A major exhibition featuring works by Norwegian expressionist Edvard Munch has drawn massive crowds to the art collections of Chemnitz, Germany's European Capital of Culture for 2025. The show, titled "Edvard Munch. Angst" (Fear), represents one of the cultural highlights of the city's year-long celebration and has proven so popular that online tickets for many days are completely sold out.
Long lines of visitors, both young and old, snake along the impressive sandstone Möbius building at Chemnitz's Theaterplatz, hoping to gain entry to see Munch's powerful works. Despite the digital ticketing system being overwhelmed, many people who arrived without advance reservations continue to wait patiently in analog queues reminiscent of East German times, with organizers so far not turning anyone away.

**What you will do:**
1. Which named places (cities, countries, squares or buildings) appear in the article on the Munch exhibition in Chemnitz?
2. Can you copy the Munch exhibition article from "A major exhibition" up to and including "turning anyone away."?
3. What might come next in the article on the Munch exhibition in Chemnitz? Write a continuation from where it stops.
The rows that follow come from a separate source unrelated to the article on the Munch exhibition.

**Material supplied:**
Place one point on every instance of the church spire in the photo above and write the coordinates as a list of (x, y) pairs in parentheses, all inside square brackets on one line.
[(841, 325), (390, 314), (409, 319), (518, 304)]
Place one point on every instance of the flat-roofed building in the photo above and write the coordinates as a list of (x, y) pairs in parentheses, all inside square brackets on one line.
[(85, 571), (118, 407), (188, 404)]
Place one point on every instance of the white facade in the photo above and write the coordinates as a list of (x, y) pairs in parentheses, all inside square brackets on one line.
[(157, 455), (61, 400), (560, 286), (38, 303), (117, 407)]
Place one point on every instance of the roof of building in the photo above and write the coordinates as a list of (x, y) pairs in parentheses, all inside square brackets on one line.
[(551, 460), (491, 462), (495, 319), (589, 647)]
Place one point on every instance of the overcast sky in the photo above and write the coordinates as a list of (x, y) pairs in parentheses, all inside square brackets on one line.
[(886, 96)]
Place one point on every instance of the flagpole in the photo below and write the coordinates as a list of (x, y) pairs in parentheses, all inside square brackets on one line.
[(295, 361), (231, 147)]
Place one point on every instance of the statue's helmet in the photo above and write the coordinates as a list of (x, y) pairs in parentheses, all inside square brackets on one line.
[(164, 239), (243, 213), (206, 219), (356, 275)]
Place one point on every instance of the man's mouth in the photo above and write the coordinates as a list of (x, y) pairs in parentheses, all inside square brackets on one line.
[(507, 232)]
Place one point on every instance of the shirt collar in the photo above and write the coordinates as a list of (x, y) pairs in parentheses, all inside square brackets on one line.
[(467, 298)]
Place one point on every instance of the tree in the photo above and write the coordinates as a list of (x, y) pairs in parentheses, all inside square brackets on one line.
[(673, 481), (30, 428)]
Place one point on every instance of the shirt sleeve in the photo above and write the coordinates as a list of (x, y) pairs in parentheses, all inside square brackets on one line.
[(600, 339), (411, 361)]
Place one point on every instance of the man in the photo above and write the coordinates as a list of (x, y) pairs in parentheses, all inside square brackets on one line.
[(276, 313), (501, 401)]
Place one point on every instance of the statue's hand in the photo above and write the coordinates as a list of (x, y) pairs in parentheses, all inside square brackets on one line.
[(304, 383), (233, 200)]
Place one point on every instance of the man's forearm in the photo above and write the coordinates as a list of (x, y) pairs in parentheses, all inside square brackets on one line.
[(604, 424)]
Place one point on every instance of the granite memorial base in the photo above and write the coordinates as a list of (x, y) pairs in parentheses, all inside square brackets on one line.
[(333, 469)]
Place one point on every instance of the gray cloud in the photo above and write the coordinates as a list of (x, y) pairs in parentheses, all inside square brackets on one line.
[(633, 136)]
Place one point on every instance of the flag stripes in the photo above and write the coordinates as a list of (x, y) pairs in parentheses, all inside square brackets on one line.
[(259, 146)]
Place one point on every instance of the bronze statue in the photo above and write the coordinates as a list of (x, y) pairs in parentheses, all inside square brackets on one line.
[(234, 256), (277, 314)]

**Exercise results:**
1. Chemnitz, Germany, the Möbius building, Theaterplatz

2.
A major exhibition featuring works by Norwegian expressionist Edvard Munch has drawn massive crowds to the art collections of Chemnitz, Germany's European Capital of Culture for 2025. The show, titled "Edvard Munch. Angst" (Fear), represents one of the cultural highlights of the city's year-long celebration and has proven so popular that online tickets for many days are completely sold out.
Long lines of visitors, both young and old, snake along the impressive sandstone Möbius building at Chemnitz's Theaterplatz, hoping to gain entry to see Munch's powerful works. Despite the digital ticketing system being overwhelmed, many people who arrived without advance reservations continue to wait patiently in analog queues reminiscent of East German times, with organizers so far not turning anyone away.

3.
The exhibition showcases how Munch's paintings resonate deeply with the emotions of today's fractured and uncertain world. Among the featured works is "Two People. The Lonely Ones," a powerful allegory of alienation that was modeled after a Chemnitz couple named Perls, who eventually separated. This particular painting has a tragic history tied to the city itself - it originally belonged to the Chemnitz Art Collections but was sold by the Nazis as "degenerate art" and is now held by the President and Fellows of Harvard College.
Munch's artistic vision, which captured the psychological anxieties of his era, continues to speak to contemporary audiences grappling with modern forms of existential dread and social disconnection. The exhibition demonstrates how the Norwegian master's exploration of fear, loneliness, and human vulnerability remains strikingly relevant in our current age of global uncertainty and social fragmentation.